══ Extracted information
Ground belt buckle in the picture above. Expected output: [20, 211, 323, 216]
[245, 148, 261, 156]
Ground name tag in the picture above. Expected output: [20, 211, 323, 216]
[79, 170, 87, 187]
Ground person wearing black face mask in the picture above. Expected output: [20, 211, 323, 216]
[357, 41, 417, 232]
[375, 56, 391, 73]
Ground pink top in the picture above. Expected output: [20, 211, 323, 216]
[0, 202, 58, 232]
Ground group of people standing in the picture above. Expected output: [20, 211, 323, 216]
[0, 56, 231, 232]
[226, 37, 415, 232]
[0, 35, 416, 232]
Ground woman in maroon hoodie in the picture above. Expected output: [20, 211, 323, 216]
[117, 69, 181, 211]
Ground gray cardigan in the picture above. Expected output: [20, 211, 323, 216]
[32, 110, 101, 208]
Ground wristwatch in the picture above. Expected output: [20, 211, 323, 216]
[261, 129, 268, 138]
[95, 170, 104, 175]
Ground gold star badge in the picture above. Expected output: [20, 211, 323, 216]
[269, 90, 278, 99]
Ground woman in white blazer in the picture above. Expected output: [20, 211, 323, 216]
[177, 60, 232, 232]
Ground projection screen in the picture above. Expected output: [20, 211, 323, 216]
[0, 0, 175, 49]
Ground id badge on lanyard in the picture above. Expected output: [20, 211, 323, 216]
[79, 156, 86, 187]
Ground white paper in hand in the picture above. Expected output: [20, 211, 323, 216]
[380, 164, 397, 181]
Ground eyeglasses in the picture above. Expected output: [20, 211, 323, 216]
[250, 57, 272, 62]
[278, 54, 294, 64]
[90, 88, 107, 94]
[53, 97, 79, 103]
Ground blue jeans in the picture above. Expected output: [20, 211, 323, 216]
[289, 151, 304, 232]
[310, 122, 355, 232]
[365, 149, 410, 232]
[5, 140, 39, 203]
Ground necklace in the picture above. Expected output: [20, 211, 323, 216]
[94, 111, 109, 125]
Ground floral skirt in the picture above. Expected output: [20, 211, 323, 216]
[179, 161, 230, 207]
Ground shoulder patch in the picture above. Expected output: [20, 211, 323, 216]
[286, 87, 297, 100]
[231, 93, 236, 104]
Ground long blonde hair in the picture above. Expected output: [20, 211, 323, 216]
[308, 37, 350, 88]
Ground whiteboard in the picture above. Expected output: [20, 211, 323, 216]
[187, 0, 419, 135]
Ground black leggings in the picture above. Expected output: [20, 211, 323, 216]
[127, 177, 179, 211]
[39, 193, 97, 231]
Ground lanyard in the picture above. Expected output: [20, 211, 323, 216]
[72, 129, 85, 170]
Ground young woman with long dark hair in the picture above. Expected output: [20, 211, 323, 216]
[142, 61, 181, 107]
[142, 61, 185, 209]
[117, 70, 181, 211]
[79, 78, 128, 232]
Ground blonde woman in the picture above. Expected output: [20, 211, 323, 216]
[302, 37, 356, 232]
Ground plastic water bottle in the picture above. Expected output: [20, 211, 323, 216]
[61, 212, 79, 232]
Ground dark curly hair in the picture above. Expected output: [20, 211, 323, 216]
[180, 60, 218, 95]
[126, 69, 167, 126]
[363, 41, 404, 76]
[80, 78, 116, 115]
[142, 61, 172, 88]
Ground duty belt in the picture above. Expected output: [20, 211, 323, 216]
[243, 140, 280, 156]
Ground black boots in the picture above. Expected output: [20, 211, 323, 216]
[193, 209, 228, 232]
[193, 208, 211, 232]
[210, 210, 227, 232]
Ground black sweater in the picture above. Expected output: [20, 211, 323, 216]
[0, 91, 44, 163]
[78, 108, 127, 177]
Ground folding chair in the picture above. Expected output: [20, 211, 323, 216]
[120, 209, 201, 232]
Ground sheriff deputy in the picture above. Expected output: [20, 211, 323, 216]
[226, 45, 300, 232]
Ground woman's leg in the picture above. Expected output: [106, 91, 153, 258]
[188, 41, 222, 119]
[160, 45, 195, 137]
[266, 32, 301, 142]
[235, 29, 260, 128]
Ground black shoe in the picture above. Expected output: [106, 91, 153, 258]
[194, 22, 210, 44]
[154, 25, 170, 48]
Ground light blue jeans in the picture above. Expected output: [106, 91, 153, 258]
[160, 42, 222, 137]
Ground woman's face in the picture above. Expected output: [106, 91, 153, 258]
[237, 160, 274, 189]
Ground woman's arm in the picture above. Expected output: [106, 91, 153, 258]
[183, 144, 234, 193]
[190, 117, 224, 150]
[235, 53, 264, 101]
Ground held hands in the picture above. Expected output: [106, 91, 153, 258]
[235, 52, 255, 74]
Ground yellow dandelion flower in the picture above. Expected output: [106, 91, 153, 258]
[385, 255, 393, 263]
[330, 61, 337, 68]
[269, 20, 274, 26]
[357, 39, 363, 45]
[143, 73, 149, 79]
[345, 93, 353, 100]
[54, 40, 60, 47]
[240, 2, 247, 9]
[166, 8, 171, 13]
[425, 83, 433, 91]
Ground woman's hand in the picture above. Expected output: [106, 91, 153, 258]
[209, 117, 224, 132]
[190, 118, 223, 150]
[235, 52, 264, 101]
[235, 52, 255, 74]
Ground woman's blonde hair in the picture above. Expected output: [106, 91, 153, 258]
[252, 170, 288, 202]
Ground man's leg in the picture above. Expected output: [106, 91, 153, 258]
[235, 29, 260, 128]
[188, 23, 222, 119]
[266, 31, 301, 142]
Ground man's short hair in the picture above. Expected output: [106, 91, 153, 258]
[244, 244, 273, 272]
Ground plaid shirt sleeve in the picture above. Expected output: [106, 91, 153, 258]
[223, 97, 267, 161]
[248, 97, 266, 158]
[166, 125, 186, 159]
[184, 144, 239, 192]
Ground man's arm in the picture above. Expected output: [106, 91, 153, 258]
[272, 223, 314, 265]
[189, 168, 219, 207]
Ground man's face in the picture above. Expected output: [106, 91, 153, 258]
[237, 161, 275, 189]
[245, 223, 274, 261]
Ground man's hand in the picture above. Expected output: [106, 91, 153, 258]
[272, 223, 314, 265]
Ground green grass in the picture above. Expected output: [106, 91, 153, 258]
════
Problem statement –
Copy out each record from above, exactly.

Answer to this problem –
Ground belt buckle in the picture above. Expected output: [20, 211, 323, 216]
[245, 148, 261, 156]
Ground name tag in the picture above. Expected output: [20, 211, 323, 216]
[79, 170, 87, 187]
Ground person wearing black face mask in the picture above. Expected output: [20, 211, 323, 216]
[357, 41, 417, 232]
[375, 56, 391, 73]
Ground pink top in the picture above. Expected output: [20, 211, 323, 216]
[0, 202, 58, 232]
Ground group of people standing in the picture above. Expected output: [20, 211, 323, 216]
[0, 56, 231, 232]
[226, 37, 415, 232]
[0, 35, 416, 232]
Ground woman in maroon hoodie in the picture above. Expected output: [20, 211, 323, 216]
[117, 69, 181, 211]
Ground gray cardigan in the picture above. Expected output: [20, 211, 323, 216]
[32, 110, 101, 208]
Ground wristwatch in the picture above. Expected output: [20, 211, 323, 216]
[261, 129, 268, 138]
[95, 170, 104, 175]
Ground gold star badge in the picture above. Expected output: [20, 211, 323, 216]
[269, 90, 278, 99]
Ground woman in white blazer in the picture above. Expected output: [20, 211, 323, 216]
[177, 60, 232, 232]
Ground projection screen in the picture above. Expected output: [20, 211, 323, 216]
[0, 0, 175, 49]
Ground id badge on lanyard in the picture above. Expected output: [20, 211, 323, 216]
[79, 156, 86, 187]
Ground white paper in hand in the picture above. Expected output: [20, 211, 323, 216]
[380, 164, 397, 181]
Ground eyeglasses in the picture above. Expected output: [20, 211, 323, 216]
[250, 57, 272, 62]
[278, 54, 294, 64]
[90, 88, 107, 94]
[53, 97, 79, 103]
Ground blue jeans in the picture above. Expected output: [20, 211, 323, 216]
[289, 151, 304, 232]
[310, 122, 355, 232]
[365, 149, 410, 232]
[5, 140, 39, 203]
Ground necklace in the picture above. Expected output: [20, 211, 323, 216]
[94, 111, 109, 125]
Ground floral skirt in the picture above. Expected output: [20, 211, 323, 216]
[179, 161, 230, 207]
Ground shoulder patch in the picture above. Expected output: [20, 211, 323, 216]
[286, 87, 297, 100]
[231, 93, 236, 104]
Ground long blonde hair in the picture above. Expected output: [20, 211, 323, 216]
[308, 37, 350, 88]
Ground whiteboard in the picture above. Expected output: [20, 211, 323, 216]
[187, 0, 419, 135]
Ground black leggings in the picture above. Expected output: [20, 211, 323, 216]
[127, 177, 179, 211]
[39, 193, 97, 231]
Ground lanyard in the picture above. Expected output: [20, 211, 323, 216]
[72, 129, 85, 170]
Ground young woman with long dark hair in the picture above. Expected output: [20, 211, 323, 216]
[142, 61, 181, 107]
[142, 61, 185, 209]
[117, 70, 181, 211]
[79, 78, 128, 232]
Ground blonde woman in the picture above. Expected output: [20, 211, 323, 216]
[302, 37, 356, 232]
Ground plastic water bottle in the picture above. Expected output: [20, 211, 323, 216]
[61, 212, 79, 232]
Ground dark curly hair in the picture above. Expected output: [20, 211, 323, 216]
[180, 60, 218, 95]
[126, 69, 167, 126]
[363, 41, 404, 76]
[80, 78, 116, 115]
[142, 61, 172, 88]
Ground duty belt in the picture above. Expected output: [20, 211, 323, 216]
[243, 140, 280, 156]
Ground black boots in the picture above. Expected output: [20, 211, 323, 216]
[193, 209, 228, 232]
[193, 208, 211, 232]
[210, 210, 227, 232]
Ground black sweater in the picture above. Expected output: [20, 211, 323, 216]
[0, 91, 44, 163]
[78, 108, 127, 177]
Ground folding chair in the picture above. Expected output: [20, 211, 323, 216]
[120, 209, 201, 232]
Ground sheriff deputy in the picture above. Expected output: [20, 211, 323, 216]
[226, 45, 300, 232]
Ground woman's leg in the picture above. Expected output: [106, 91, 153, 258]
[188, 41, 222, 119]
[160, 45, 195, 137]
[266, 32, 301, 142]
[235, 29, 260, 128]
Ground black shoe in the picture above. Expected output: [106, 91, 153, 258]
[194, 22, 210, 44]
[154, 25, 170, 48]
Ground light blue jeans in the picture above. Expected output: [106, 91, 153, 258]
[160, 42, 222, 137]
Ground woman's face in the picture above. Expected output: [106, 91, 153, 258]
[237, 160, 274, 189]
Ground woman's arm in the picture above. Expected output: [106, 91, 153, 258]
[183, 144, 234, 193]
[190, 117, 224, 150]
[235, 53, 264, 101]
Ground held hands in the picture above. Expected output: [106, 91, 153, 258]
[235, 52, 255, 74]
Ground yellow dandelion flower in the picture above. Expected output: [106, 91, 153, 258]
[385, 255, 393, 263]
[330, 61, 337, 68]
[269, 20, 274, 26]
[357, 39, 363, 45]
[143, 73, 149, 79]
[345, 93, 353, 100]
[54, 40, 60, 47]
[240, 2, 247, 9]
[166, 8, 171, 13]
[425, 83, 433, 91]
Ground woman's hand in the picture above. Expected output: [106, 91, 153, 258]
[209, 117, 224, 132]
[190, 118, 223, 150]
[235, 52, 264, 101]
[235, 52, 255, 74]
Ground woman's blonde hair in the picture above. Expected output: [106, 91, 153, 258]
[252, 170, 288, 202]
Ground man's leg in the picture above. Expected output: [106, 91, 153, 258]
[235, 29, 260, 128]
[188, 23, 222, 119]
[266, 31, 301, 142]
Ground man's short hair in the picture above. Expected output: [106, 91, 153, 258]
[244, 244, 273, 272]
Ground plaid shirt sleeve in the picture above. Expected output: [106, 91, 153, 258]
[223, 97, 267, 161]
[248, 97, 266, 158]
[166, 125, 186, 159]
[184, 144, 239, 192]
Ground man's arm in the picture above. Expected output: [106, 91, 153, 258]
[272, 223, 314, 265]
[189, 168, 219, 207]
Ground man's face in the picture above. Expected output: [106, 91, 153, 258]
[237, 161, 275, 189]
[245, 223, 274, 261]
Ground man's hand in the picture above. Expected output: [106, 91, 153, 258]
[272, 223, 314, 265]
Ground green grass in the picture above. Expected output: [106, 91, 153, 258]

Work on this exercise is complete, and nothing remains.